◆ 課題 1: 次に示す尾平越の紀行文を、一字も変えずに全文打ち直すこと。

#### 原文

峠と旅
尾平越 (尾平越隧道)
 
おびらごえ
 
第2話
 
舗装化されて登山者で賑わう峠
 
    
 
尾平越
尾平越 (撮影 2003. 4.29)
隧道のこちらは宮崎県高千穂町(たかちほちょう)仲の内
反対側は大分県緒方町(おがたまち)尾平
隧道の標高は977.7m(文献より)
道は県道(主要地方道)7号・緒方高千穂線
 
 九州を旅する時、いつも気になる峠がある。それが尾平越だ。他にも九州には、長く険しい林道の峠として椎矢峠があったり、元は国道だったがトンネル開通により旧道となり、さびれた国見峠があったり、拾い上げれば幾つかの興味深い峠を思い出す。そんな中でも、この尾平越は特に外すことのできない存在だ。九州の峠として5本の指に入れてもいいのではないかと思う。
 
 尾平峠の道は歴(れっき)とした県道、しかも主要地方道で、未舗装の険しい林道や朽ちかけた旧道などとは訳が違うが、とにかく道程の長さが半端ではないのだ。細々とした道が峠の大分県側にも宮崎県側にも延々と続いている。初めて峠に立った時のあの感触は忘れることができない。人里から隔絶した別世界のように感じたものだった。
 
 あれからもう10年が経つ。その間、もう一度あの尾平越を堪能したいと願っていても、なかなか実現できなかった。5年前に訪れる機会を得たが、通行止で断念せざるを得なかった。
 
 それがやっと去年(2003年)の九州旅行で再訪することができたのだった。
 
    
 
 2003年のゴールデンウィーク。久しぶりにひどい船酔いに悩まされながらも、どうにか無事に九州上陸を果たしたと思ったら、今度はひどい喉の炎症が起こり、発熱や倦怠感で散々の旅となった。それでも、待ち望んだ尾平越を前にすると、体調の悪さも忘れてしまい、こまめに車を止めては、写真を撮ったりするのだった。

########

◆ 課題 2: エントリの中から「floral」という文字列を含む行を探し出し、該当する行をすべて書き写すこと。

#### 抽出データ

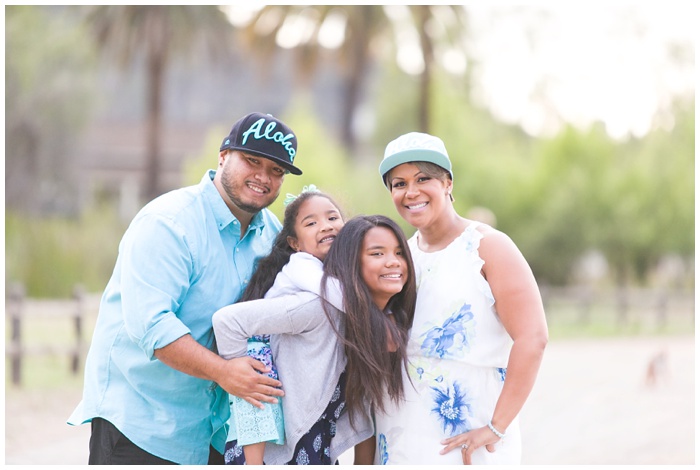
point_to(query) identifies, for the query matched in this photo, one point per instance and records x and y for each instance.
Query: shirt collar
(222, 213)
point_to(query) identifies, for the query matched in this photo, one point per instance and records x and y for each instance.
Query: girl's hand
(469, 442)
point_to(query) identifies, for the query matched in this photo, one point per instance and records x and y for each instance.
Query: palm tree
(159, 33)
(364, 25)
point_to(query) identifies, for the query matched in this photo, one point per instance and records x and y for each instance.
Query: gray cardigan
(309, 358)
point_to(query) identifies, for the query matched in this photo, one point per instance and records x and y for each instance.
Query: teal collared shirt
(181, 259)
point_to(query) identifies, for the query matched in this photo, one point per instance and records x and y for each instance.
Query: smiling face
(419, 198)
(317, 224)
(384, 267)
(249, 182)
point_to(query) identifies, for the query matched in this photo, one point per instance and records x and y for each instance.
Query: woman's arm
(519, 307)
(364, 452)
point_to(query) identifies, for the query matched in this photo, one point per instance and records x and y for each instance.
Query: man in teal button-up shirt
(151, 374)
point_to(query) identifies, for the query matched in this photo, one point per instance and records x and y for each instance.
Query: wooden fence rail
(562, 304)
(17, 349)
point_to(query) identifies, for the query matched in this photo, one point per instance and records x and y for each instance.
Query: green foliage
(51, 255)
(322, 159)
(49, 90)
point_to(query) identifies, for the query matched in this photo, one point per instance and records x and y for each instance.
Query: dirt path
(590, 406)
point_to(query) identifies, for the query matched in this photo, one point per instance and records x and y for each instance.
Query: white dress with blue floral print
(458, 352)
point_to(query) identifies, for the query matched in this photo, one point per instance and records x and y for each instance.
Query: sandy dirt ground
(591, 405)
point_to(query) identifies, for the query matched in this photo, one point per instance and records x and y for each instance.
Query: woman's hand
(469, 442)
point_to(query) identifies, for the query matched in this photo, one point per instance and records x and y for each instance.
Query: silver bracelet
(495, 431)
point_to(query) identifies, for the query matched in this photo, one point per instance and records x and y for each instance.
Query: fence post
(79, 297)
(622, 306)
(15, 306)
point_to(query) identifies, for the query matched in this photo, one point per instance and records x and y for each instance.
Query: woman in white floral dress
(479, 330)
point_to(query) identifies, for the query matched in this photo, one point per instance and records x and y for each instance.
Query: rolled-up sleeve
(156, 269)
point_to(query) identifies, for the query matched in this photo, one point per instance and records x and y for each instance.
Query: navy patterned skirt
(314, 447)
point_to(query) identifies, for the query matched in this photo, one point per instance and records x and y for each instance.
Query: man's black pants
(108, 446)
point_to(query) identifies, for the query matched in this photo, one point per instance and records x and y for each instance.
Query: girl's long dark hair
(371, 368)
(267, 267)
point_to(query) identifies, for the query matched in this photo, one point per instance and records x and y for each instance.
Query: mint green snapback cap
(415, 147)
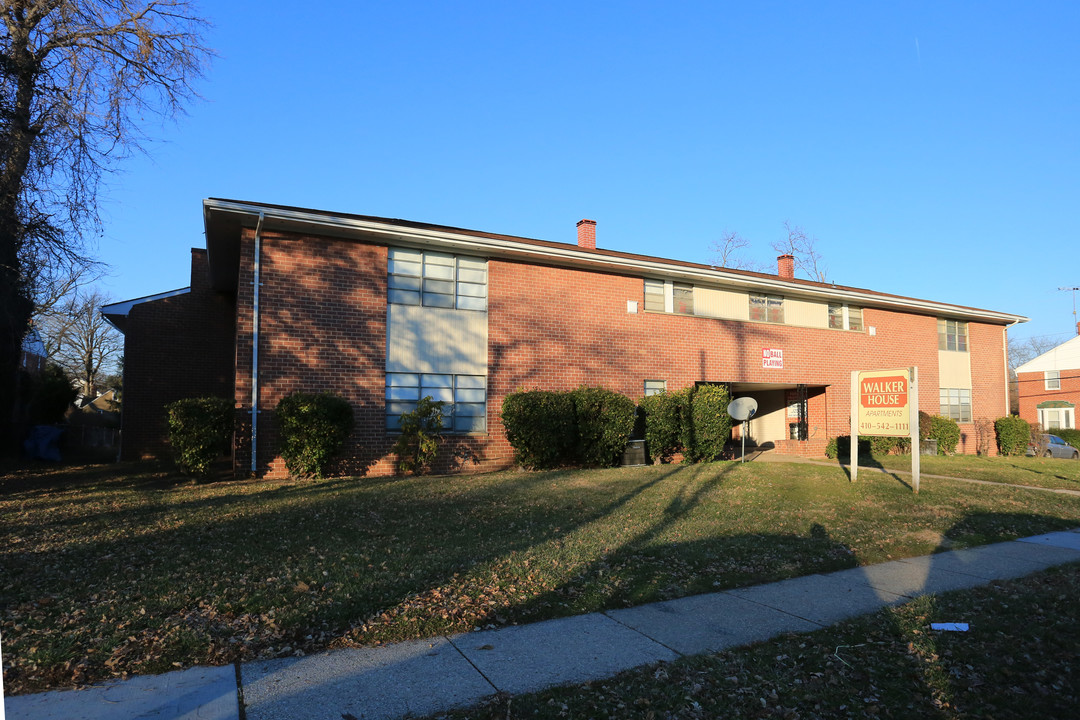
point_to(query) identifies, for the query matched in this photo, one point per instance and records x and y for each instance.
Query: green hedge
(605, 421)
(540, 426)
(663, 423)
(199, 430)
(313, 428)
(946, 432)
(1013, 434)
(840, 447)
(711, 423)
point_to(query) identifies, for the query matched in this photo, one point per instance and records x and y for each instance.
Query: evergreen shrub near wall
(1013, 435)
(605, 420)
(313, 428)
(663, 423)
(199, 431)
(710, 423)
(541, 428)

########

◆ 正答 1:
峠と旅
尾平越 (尾平越隧道)
 
おびらごえ
 
第2話
 
舗装化されて登山者で賑わう峠
 
    
 
尾平越
尾平越 (撮影 2003. 4.29)
隧道のこちらは宮崎県高千穂町(たかちほちょう)仲の内
反対側は大分県緒方町(おがたまち)尾平
隧道の標高は977.7m(文献より)
道は県道(主要地方道)7号・緒方高千穂線
 
 九州を旅する時、いつも気になる峠がある。それが尾平越だ。他にも九州には、長く険しい林道の峠として椎矢峠があったり、元は国道だったがトンネル開通により旧道となり、さびれた国見峠があったり、拾い上げれば幾つかの興味深い峠を思い出す。そんな中でも、この尾平越は特に外すことのできない存在だ。九州の峠として5本の指に入れてもいいのではないかと思う。
 
 尾平峠の道は歴(れっき)とした県道、しかも主要地方道で、未舗装の険しい林道や朽ちかけた旧道などとは訳が違うが、とにかく道程の長さが半端ではないのだ。細々とした道が峠の大分県側にも宮崎県側にも延々と続いている。初めて峠に立った時のあの感触は忘れることができない。人里から隔絶した別世界のように感じたものだった。
 
 あれからもう10年が経つ。その間、もう一度あの尾平越を堪能したいと願っていても、なかなか実現できなかった。5年前に訪れる機会を得たが、通行止で断念せざるを得なかった。
 
 それがやっと去年(2003年)の九州旅行で再訪することができたのだった。
 
    
 
 2003年のゴールデンウィーク。久しぶりにひどい船酔いに悩まされながらも、どうにか無事に九州上陸を果たしたと思ったら、今度はひどい喉の炎症が起こり、発熱や倦怠感で散々の旅となった。それでも、待ち望んだ尾平越を前にすると、体調の悪さも忘れてしまい、こまめに車を止めては、写真を撮ったりするのだった。

◆ 正答 2:
Query: white dress with blue floral print
Query: woman in white floral dress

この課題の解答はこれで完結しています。